◆ **Source passage**
----------

Fairholm & Fairholme Family Trees Worldwide

William, Grace & Emma

Amy Mona

Joseph, Joseph & Bertram

James Walter

Leon Arthur & Harry Dale

David Brown

Radford Branch

This page sets out information that we have found about the Radford branch of Fairholm in England.

So far, there are 161 people on this tree.

This branch is headed by Benjamin and Jane Fairholm. They married in 1832. Benjamin was the eldest son of Joseph and Ann Fairholm who lived at Nottingham and a grandson of William and Ann Fairholm who lived at Shelford. Jane's maiden name was Leeson. She seems to have been Benjamin's second wife. His first wife seems to have been Elizabeth Kent. She died in 1822, the same year they married, possibly in childbirth. Benjamin and Jane had seven children. They were all born at Radford, as were fifteen of their twenty-two grand children. Their surviving sons were Joseph, who married Emma Culley in 1866, and Reuben, who married Eliza Julia Read in 1865. Some relatives also lived at Sneinton. Descendants of Joseph have provided us with a lot of information, but we have only identified a few descendants for Reuben.

The most recent information we have is that the descendants of Joseph and Elizabeth are living in Nottinghamshire, Lincolnshire, the West Midlands and Wales.

Click on the image to open a pdf of the early tree for this branch.

It will open in a separate window in your web browser.

The following abbreviations are used on the tree:

b : birth

c : christening or baptism

m : marriage

d : death

bu : burial.

New Radford & Sneinton

New Radford developed on the eastern edge of the parish of Radford from the late 1790s. For a short while its development helped to relieve congestion in Nottingham caused by restrictions on the town's growth due to land ownership issues. The top map opposite shows Nottingham (centre right of image) and New Radford (in the red circle) in 1835. The expanding city eventually absorbed New Radford and later Old Radford, further to the north west.

The middle map (from 1861) shows the streets in the area in which the family lived or worked from the early 1800s to at least 1936. The area was called Bottom Buildings. North Street and South Street were later renamed Lea Street and Brassey Street. The properties between North Street and South Street and Parker's Row and Parker Street were back-to-back houses - meaning that only one wall of the house could have windows and doors. Additional terraced properties were built later between South Street and Parker Row (which was made an extension to Windmill Street).

----------

◆ **Data provided**

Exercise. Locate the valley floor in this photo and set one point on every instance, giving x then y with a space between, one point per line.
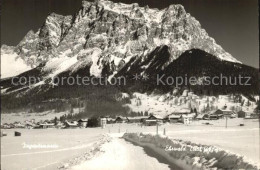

----------

◆ **What you are asked to do**
Can you reproduce, word for word, the part of the Fairholm family tree page starting with "New Radford &" and going on through "the north west."?

◆ **Exercise answer**
New Radford & Sneinton

New Radford developed on the eastern edge of the parish of Radford from the late 1790s. For a short while its development helped to relieve congestion in Nottingham caused by restrictions on the town's growth due to land ownership issues. The top map opposite shows Nottingham (centre right of image) and New Radford (in the red circle) in 1835. The expanding city eventually absorbed New Radford and later Old Radford, further to the north west.